▶ [What to work on] Below are some records; repeat them all exactly, minus the pictures.

[Collected data]
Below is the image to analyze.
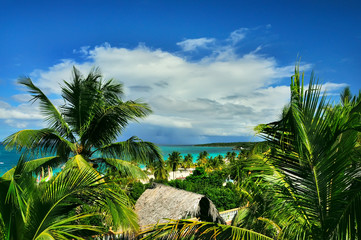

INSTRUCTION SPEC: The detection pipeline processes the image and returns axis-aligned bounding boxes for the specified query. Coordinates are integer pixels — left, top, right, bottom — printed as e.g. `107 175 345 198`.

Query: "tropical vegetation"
166 151 183 179
140 66 361 239
2 64 361 239
0 157 137 239
3 67 162 179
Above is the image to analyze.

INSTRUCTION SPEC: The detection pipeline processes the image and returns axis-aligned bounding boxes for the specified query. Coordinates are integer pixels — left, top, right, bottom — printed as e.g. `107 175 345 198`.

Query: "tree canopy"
3 67 162 178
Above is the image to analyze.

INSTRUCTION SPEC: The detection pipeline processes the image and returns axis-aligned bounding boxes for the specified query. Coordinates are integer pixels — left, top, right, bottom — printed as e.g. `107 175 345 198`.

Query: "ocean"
0 144 238 174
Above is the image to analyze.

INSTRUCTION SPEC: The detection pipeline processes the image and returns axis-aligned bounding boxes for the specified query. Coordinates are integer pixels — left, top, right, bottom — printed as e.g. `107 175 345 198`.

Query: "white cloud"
323 82 348 92
12 94 32 103
20 43 296 138
5 119 29 129
1 29 347 142
0 101 42 120
146 115 193 128
229 28 248 44
177 38 215 51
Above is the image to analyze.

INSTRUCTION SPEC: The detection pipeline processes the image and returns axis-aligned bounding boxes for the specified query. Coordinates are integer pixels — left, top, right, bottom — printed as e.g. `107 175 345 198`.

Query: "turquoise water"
0 144 238 174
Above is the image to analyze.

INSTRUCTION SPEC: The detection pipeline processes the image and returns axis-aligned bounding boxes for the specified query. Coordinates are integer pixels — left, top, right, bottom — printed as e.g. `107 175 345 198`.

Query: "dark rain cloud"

▶ [Solved exercise]
Below is the image to analyze.

INSTRUCTION SPEC: The detection pipeline processes the image and returns axis-aligned bounding boxes for the specified query. Coordinates are integer pixels — left, top, right, bottom — printed as e.g. `107 175 345 198`.

Query: "tropical vegetation"
166 151 183 179
140 66 361 239
2 64 361 239
0 157 137 239
3 67 162 179
Above is the image to analyze.

INSTRUCTION SPEC: The detection pipeline processes the image and returns axis-aligned bounding boxes for the specified query. Coordinates are integer pixels — left, top, right, bottom — printed as e.g. `107 175 345 198`.

Query: "tree canopy"
3 67 162 178
Above is the image to analyze.

INSTRUCTION SPEC: The detection pipeline processes the image and returns axis-aligned bounding boxes for the specified query. Coordinates are integer pixels — left, top, right, bottom — printed as e.g. `107 175 345 198`.

Query: "ocean"
0 144 238 174
Above is the image to analyze.

INSTRUCTION SPEC: The detection pipeline processes the image and returns axis-aligned bounding boxes for the specified query. Coordinates are integer pixels — left, top, right, bottom — printed as e.g. `107 175 345 198`.

Query: "white cloud"
323 82 348 92
12 94 32 103
20 43 296 138
5 119 29 129
1 29 347 142
0 101 42 120
146 115 193 128
229 28 248 44
177 38 215 51
Above is the image to analyze.

INSTRUCTION SPEC: The detection pipeline processes the image and returns axis-aligned bounding boxes for the specified query. Coordinates are integer pixels — left, top, right, bottom — printed as e.g. `107 175 345 198`.

Query: "turquoise water"
0 144 238 174
Above is the image to analyze.

INSTRUCTION SPEC: The detection pipeline processes the image and returns axis-aligned bounding boxes for the specified query. Coordinates are integer pixels — left, top, right, bottom — printed as e.g. `107 175 345 198`.

Query: "dark rain cloud"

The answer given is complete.